* WHAT NEEDS TO BE DONE: Rewrite the portion of the records that opens with the line containing "Your task is to find turtleneck" and closes with the line containing "(283, 225), (322, 251)" as a JSON list of strings, one string per line, omitting any blank lines.
** BEGIN **
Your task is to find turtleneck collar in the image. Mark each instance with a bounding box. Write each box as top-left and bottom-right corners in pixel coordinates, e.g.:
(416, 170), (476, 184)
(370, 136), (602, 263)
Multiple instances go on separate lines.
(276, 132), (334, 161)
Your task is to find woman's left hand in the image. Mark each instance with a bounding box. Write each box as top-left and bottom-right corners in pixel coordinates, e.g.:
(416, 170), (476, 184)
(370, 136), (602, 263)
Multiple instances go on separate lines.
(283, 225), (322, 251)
** END **
** BEGIN **
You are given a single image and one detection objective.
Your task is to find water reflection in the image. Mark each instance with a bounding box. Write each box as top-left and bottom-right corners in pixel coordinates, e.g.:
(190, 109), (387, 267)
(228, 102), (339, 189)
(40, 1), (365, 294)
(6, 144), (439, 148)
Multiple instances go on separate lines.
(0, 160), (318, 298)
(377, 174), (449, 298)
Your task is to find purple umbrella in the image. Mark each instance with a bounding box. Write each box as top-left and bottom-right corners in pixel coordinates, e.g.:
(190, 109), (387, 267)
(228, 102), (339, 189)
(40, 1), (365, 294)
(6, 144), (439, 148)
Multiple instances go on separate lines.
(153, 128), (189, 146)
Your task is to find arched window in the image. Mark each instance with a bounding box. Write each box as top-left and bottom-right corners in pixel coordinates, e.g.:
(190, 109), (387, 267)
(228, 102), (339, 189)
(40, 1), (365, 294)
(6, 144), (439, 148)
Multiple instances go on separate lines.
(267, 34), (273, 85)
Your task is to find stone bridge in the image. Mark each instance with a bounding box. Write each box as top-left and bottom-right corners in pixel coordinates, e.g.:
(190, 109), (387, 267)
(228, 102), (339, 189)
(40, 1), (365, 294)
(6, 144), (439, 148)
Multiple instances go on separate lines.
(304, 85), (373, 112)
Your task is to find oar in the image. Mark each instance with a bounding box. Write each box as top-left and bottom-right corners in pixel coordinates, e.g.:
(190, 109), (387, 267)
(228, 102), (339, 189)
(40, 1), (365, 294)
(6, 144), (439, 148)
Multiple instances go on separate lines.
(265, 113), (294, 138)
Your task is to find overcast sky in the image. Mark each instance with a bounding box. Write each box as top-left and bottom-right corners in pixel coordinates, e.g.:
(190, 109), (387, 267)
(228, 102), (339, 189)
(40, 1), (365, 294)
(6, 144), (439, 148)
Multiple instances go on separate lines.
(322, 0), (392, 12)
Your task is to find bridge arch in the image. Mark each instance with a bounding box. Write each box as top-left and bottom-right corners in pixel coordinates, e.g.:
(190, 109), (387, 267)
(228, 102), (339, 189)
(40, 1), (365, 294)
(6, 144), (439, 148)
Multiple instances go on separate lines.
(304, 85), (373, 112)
** END **
** BEGIN **
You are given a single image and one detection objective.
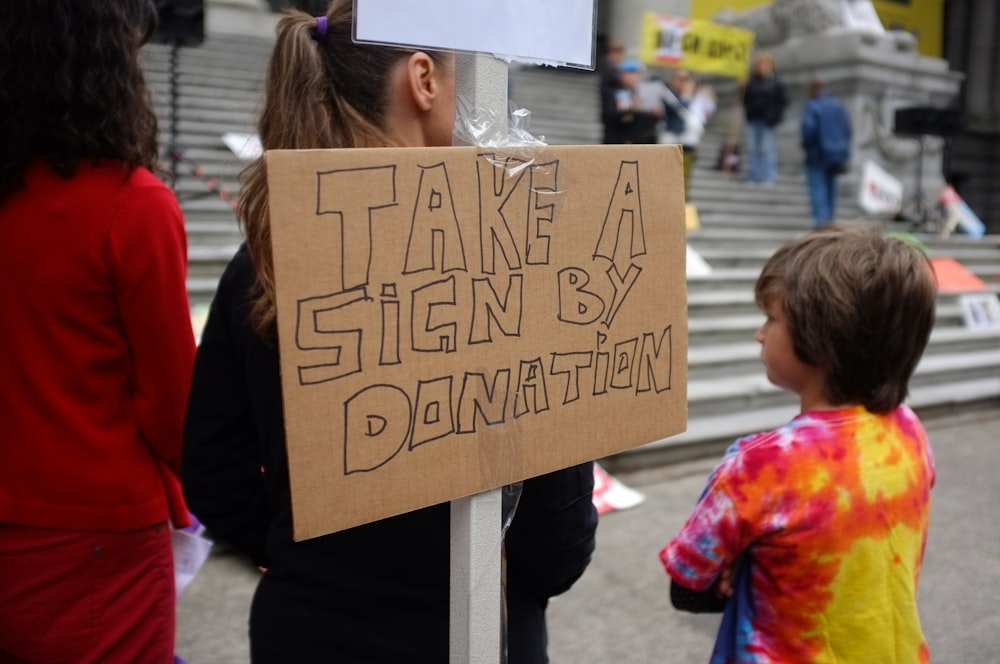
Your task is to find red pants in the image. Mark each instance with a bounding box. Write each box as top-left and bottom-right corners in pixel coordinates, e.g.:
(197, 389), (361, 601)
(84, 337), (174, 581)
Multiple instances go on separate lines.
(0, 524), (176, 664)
** END **
* TASK SOLUTION:
[
  "Your task is to find turtleneck collar in the image. Mark each instance with a bounding box. Write each box as top-left and bottom-right corners in pixel coordinates, e.g.:",
  "(416, 170), (476, 184)",
  "(370, 136), (602, 263)",
  "Multiple instances go on separate lines.",
  "(276, 132), (334, 161)",
  "Your task is to find woman's left hand in the image. Mark each instance with a bounding box. Write each box as top-left and bottom-right corners in pixel coordinates, e.g.:",
  "(416, 170), (476, 184)",
  "(370, 136), (602, 263)",
  "Multiple instances go on separate lines.",
  "(283, 225), (322, 251)"
]